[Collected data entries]

-- Begin --

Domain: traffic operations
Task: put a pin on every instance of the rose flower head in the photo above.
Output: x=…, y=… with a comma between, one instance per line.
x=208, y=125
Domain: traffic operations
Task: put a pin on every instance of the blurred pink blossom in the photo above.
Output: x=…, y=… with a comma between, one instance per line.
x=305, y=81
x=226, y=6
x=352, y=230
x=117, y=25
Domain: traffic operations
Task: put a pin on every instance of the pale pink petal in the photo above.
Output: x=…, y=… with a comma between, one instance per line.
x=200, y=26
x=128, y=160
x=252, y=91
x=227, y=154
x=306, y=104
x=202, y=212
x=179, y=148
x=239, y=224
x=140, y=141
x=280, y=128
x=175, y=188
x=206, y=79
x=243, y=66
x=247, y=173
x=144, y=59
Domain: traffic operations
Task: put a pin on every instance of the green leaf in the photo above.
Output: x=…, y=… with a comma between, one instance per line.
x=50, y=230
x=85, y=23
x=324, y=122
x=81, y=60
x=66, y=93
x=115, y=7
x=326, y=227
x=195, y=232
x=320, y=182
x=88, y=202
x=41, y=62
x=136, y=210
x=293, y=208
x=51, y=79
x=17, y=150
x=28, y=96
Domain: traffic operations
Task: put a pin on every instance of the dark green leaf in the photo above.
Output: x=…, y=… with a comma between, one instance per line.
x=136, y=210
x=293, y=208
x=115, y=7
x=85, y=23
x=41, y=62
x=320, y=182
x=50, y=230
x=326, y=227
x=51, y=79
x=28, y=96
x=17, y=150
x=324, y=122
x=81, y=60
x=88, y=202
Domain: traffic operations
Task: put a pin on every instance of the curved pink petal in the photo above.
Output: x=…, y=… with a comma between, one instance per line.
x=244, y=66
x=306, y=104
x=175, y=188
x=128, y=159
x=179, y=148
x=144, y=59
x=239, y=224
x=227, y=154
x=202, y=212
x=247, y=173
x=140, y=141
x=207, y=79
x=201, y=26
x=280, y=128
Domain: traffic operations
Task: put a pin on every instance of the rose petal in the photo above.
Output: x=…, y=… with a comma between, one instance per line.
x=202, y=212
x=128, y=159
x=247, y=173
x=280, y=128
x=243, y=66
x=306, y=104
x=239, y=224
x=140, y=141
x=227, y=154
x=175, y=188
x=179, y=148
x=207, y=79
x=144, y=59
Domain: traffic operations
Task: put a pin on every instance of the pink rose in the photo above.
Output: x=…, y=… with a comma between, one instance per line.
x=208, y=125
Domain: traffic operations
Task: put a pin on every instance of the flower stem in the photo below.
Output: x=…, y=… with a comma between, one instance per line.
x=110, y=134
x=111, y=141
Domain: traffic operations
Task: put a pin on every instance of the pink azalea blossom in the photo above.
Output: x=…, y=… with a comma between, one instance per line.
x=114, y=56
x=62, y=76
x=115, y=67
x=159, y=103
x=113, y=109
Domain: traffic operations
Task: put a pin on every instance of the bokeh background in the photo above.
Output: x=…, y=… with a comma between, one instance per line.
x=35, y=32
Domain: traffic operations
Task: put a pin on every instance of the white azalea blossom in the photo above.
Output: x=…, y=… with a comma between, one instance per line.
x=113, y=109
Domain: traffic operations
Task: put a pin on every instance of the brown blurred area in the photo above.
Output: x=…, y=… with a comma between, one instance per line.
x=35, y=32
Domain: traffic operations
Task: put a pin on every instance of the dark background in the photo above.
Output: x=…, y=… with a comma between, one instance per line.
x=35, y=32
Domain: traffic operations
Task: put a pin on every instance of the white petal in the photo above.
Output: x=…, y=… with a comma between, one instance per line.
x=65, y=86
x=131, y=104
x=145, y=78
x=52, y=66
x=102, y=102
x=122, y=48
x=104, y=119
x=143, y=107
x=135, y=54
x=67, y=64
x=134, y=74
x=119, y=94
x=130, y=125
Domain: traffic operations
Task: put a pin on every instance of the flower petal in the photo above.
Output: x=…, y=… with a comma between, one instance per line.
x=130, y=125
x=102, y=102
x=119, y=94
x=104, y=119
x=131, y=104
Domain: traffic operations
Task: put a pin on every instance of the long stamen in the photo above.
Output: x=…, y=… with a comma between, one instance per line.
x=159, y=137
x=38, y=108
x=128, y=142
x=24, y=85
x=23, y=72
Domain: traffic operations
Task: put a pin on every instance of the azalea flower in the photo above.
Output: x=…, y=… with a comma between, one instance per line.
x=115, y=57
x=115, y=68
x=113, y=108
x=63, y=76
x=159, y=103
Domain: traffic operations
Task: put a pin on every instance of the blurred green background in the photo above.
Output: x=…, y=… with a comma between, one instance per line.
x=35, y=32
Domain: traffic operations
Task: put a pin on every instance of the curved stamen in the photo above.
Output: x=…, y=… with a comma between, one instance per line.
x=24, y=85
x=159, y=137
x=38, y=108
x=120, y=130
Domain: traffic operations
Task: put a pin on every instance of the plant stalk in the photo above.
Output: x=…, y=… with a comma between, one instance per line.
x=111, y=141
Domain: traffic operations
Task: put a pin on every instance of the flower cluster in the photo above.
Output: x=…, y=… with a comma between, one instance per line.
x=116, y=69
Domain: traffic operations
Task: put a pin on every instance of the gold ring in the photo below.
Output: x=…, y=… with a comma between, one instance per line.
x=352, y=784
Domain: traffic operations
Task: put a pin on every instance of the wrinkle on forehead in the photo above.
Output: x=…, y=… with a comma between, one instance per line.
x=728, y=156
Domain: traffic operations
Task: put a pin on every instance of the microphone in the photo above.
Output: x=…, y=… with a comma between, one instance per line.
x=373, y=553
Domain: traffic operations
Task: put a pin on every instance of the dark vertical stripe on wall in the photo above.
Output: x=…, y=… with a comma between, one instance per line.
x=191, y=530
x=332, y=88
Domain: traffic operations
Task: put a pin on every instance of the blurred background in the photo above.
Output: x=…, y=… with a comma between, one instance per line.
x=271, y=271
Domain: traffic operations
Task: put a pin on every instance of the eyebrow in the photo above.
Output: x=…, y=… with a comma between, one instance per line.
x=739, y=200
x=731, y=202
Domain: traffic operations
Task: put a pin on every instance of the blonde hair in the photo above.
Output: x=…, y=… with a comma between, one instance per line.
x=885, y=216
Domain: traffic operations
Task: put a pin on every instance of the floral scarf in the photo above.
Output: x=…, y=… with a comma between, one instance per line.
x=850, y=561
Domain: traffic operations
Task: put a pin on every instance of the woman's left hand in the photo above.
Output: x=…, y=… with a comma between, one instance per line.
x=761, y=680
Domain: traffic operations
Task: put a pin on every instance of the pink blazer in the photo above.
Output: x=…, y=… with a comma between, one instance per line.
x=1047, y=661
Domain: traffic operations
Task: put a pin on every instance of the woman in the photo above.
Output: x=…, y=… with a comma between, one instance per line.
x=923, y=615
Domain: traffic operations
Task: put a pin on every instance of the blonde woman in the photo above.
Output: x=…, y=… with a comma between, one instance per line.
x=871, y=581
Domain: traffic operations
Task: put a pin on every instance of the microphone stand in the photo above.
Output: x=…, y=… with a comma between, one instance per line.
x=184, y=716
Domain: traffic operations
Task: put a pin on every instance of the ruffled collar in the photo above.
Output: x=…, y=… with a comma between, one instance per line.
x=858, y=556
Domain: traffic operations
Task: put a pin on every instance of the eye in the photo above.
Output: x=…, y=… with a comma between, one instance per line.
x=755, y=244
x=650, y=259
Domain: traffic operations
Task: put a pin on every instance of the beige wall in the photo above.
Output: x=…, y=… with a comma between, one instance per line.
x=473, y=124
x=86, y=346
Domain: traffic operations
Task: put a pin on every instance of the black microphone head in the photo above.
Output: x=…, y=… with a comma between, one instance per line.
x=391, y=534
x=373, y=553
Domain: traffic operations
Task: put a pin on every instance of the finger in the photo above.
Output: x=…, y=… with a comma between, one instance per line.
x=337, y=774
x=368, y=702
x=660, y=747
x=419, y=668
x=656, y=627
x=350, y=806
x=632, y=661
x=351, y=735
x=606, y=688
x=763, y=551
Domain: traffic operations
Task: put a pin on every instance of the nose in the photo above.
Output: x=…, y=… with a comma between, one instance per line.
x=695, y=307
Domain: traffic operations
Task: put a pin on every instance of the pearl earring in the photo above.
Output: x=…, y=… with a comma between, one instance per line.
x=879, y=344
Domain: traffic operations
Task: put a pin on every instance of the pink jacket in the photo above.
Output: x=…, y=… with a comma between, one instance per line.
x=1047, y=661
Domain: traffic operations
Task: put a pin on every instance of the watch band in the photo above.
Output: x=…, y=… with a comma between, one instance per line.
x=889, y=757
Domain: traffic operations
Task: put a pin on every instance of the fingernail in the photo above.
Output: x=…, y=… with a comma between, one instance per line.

-- End --

Directive: Select every line of the records above that contains the word "leaf", matching case exactly, and copy each one.

Answer to the task:
Task: put a pin on every instance of the green leaf in the photo above.
Task: put a pin on every instance of the dark green leaf in the photo above.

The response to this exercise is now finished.